◆ Collection entries ◆
══════════════════════════════

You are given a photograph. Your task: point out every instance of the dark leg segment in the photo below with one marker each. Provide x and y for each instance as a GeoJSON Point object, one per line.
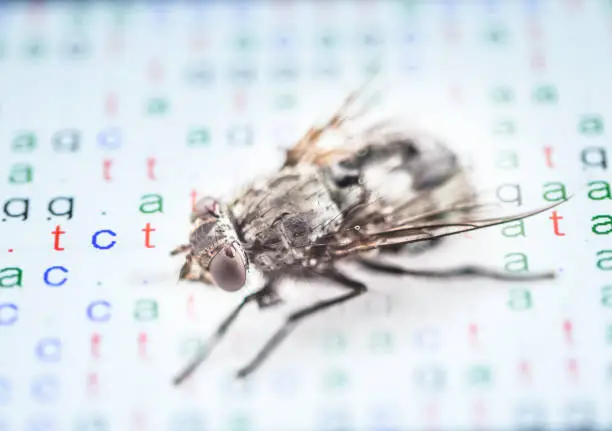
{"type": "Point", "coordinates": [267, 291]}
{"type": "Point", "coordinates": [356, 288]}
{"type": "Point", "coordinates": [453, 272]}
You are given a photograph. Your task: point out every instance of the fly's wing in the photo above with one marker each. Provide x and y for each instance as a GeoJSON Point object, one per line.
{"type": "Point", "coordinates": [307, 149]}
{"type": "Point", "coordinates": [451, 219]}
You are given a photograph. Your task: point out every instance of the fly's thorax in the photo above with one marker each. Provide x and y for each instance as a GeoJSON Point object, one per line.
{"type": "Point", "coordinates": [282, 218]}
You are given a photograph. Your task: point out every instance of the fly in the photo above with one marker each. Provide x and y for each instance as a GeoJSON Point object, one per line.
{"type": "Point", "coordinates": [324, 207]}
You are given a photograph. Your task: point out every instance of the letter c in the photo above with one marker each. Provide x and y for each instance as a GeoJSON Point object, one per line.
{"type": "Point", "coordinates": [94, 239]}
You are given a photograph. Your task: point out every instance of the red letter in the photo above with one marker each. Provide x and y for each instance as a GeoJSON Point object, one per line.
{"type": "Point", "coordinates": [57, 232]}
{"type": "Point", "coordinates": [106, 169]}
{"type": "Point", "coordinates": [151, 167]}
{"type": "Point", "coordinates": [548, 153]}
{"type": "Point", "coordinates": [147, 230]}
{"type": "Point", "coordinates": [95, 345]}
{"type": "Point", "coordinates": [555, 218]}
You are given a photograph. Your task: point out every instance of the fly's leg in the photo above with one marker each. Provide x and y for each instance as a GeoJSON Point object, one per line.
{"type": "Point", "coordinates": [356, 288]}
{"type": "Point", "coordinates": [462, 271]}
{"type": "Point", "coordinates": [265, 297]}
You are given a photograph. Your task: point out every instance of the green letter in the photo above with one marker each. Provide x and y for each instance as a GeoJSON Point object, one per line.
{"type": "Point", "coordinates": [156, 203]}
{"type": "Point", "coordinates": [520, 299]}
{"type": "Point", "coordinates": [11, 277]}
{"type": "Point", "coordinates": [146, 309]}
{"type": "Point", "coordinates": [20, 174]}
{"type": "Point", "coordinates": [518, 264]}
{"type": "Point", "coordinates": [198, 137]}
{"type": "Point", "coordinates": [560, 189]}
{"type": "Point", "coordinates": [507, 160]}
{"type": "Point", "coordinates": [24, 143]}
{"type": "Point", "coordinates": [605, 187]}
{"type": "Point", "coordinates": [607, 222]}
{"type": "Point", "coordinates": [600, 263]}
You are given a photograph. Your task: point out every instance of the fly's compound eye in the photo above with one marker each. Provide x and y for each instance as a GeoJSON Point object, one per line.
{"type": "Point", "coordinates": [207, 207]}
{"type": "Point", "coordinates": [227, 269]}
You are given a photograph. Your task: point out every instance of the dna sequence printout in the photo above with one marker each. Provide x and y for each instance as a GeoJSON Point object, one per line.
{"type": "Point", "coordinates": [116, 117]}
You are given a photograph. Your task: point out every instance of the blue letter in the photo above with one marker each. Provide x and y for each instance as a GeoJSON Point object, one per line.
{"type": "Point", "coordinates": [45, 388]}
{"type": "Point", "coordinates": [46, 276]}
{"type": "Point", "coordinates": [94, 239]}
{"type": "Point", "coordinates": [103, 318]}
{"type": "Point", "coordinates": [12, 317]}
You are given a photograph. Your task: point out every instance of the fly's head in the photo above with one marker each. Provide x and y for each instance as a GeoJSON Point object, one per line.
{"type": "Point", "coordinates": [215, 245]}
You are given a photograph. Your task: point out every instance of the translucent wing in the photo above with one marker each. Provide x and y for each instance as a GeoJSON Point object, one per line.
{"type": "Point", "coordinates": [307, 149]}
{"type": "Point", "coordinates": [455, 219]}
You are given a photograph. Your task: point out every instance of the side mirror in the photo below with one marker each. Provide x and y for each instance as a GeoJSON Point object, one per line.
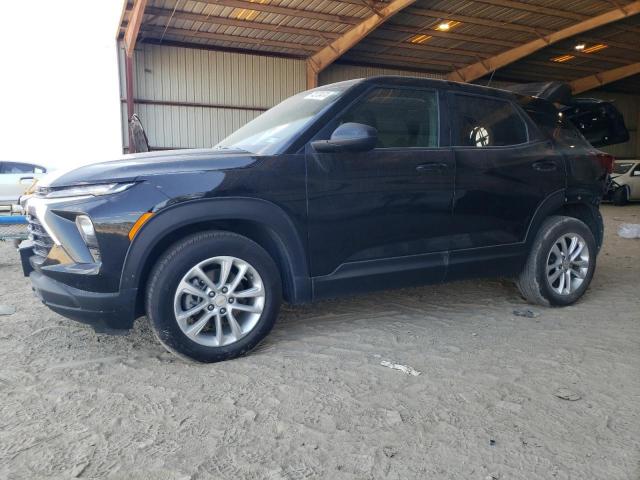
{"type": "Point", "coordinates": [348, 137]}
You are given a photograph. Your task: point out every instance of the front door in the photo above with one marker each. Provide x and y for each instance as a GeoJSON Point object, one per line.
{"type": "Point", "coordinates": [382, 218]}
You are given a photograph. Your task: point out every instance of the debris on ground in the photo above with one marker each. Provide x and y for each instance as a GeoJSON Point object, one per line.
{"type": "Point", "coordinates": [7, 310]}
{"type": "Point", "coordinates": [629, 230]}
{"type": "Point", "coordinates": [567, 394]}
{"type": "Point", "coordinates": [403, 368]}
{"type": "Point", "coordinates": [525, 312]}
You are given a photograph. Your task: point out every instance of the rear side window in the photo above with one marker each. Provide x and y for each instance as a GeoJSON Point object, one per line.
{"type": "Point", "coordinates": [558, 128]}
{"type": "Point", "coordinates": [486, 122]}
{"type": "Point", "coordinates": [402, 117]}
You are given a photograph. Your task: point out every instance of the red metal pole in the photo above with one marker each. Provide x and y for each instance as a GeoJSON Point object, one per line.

══════════════════════════════

Give the entries again word for word, but skip the pictures.

◆ The completed task ◆
You are given a photograph. Your task: point out every instance of the dark leg segment in the photo below with one marker each. Provide x and y for each instance as a GeoJSON Point object, one per line.
{"type": "Point", "coordinates": [267, 291]}
{"type": "Point", "coordinates": [356, 288]}
{"type": "Point", "coordinates": [453, 272]}
You are given a photograph. Your task: point out every instance of the fly's wing in the photo above with one marker each. Provide x and y for each instance as a GeoJSON Point object, one per line.
{"type": "Point", "coordinates": [307, 149]}
{"type": "Point", "coordinates": [451, 219]}
You are given a photograph. Your task: point out every instance of the fly's thorax in the photo above with one marker each. Provide x and y for each instance as a GeoJSON Point object, one per line.
{"type": "Point", "coordinates": [282, 218]}
You are given a photograph. Your task: point out every instance of the fly in the photo above with one marker each. Provide x and y for each instance as a GeoJSON Point object, one per line.
{"type": "Point", "coordinates": [324, 207]}
You are given a photograph. Your task: point out every instance of the letter c in the photo above with one marker each. Provide x and y for each instance as a GeoJSON Point object, one per line.
{"type": "Point", "coordinates": [94, 239]}
You are given a photograph. Your task: point out every instance of the red letter in the photo above with one marker each. Provide x and y for each instance as a GeoJSON Point object, one per line.
{"type": "Point", "coordinates": [57, 232]}
{"type": "Point", "coordinates": [106, 169]}
{"type": "Point", "coordinates": [151, 167]}
{"type": "Point", "coordinates": [548, 153]}
{"type": "Point", "coordinates": [147, 230]}
{"type": "Point", "coordinates": [95, 345]}
{"type": "Point", "coordinates": [555, 218]}
You are given a photograph. Your task: point out every instance of the fly's leg in the photo above with one marker each. Provide x and y for each instance as a GeoJSON Point object, one per line.
{"type": "Point", "coordinates": [356, 288]}
{"type": "Point", "coordinates": [462, 271]}
{"type": "Point", "coordinates": [265, 297]}
You are given a photograph. Your task: point out every instance of the green letter in the photo above with one marker each. Provide x and y for each instance as a GeoJSON Point object, one per line.
{"type": "Point", "coordinates": [156, 203]}
{"type": "Point", "coordinates": [520, 299]}
{"type": "Point", "coordinates": [11, 277]}
{"type": "Point", "coordinates": [146, 309]}
{"type": "Point", "coordinates": [20, 174]}
{"type": "Point", "coordinates": [518, 264]}
{"type": "Point", "coordinates": [198, 137]}
{"type": "Point", "coordinates": [560, 189]}
{"type": "Point", "coordinates": [507, 160]}
{"type": "Point", "coordinates": [24, 143]}
{"type": "Point", "coordinates": [605, 187]}
{"type": "Point", "coordinates": [607, 222]}
{"type": "Point", "coordinates": [600, 263]}
You are given a photograph. Your task: point out every instance of the fly's compound eye in the photo above with one marker each. Provide x and y for each instance as a GeoJSON Point object, one per line.
{"type": "Point", "coordinates": [207, 207]}
{"type": "Point", "coordinates": [227, 269]}
You are given a photograph. Your task: point out every instance of the dna sequence printout in the photo above with one marker each. Provide x and y for each instance as a GeoJSON Point object, one per line.
{"type": "Point", "coordinates": [116, 117]}
You are given a photograph. Your task: point out every instance of the blue letter in the photo above with one marker each. Provide x and y for each instance as a GeoJSON Point object, one per line.
{"type": "Point", "coordinates": [45, 388]}
{"type": "Point", "coordinates": [46, 276]}
{"type": "Point", "coordinates": [94, 239]}
{"type": "Point", "coordinates": [103, 318]}
{"type": "Point", "coordinates": [12, 317]}
You are given a photograph. Your task: point out every instance of the fly's head in the photo above with one marker each. Provide x and y for each instance as a GeoJSON Point object, one per line.
{"type": "Point", "coordinates": [215, 245]}
You are given a photograph. Your task: point out every instance of the translucent wing in the photo above with one marker each. Provide x and y for each instance as a GeoJSON Point object, one per line.
{"type": "Point", "coordinates": [307, 149]}
{"type": "Point", "coordinates": [455, 219]}
You are given a photograph. Your task: point out every instance of the side mirror in the photo below with one marker each. Provide x and y for each instance as a GeoJSON Point object, one per line.
{"type": "Point", "coordinates": [348, 137]}
You are given a photograph. Your task: point out every instance of the front door in the photo above with one marker each. Provide x and y for each instance as a GeoJSON Point object, one per line.
{"type": "Point", "coordinates": [382, 218]}
You are given a photograph. Your task: point out every instance of the debris on ground in the photo above with one marker each. Provide x and y for each instance as a GeoJSON Point object, one per line.
{"type": "Point", "coordinates": [7, 310]}
{"type": "Point", "coordinates": [629, 230]}
{"type": "Point", "coordinates": [567, 394]}
{"type": "Point", "coordinates": [403, 368]}
{"type": "Point", "coordinates": [525, 312]}
You are given a photograph. Your task: point out every instance of the rear side window in the photo above with one marker each. Provide x and y for each instance as a GeoJSON Point object, one per line.
{"type": "Point", "coordinates": [558, 128]}
{"type": "Point", "coordinates": [486, 122]}
{"type": "Point", "coordinates": [402, 117]}
You are given a photograph. Your task: point out every instance of the red metal pole in the photo above with one marker each. Provide x and y for each instance as a GeoJSON Point object, one per line.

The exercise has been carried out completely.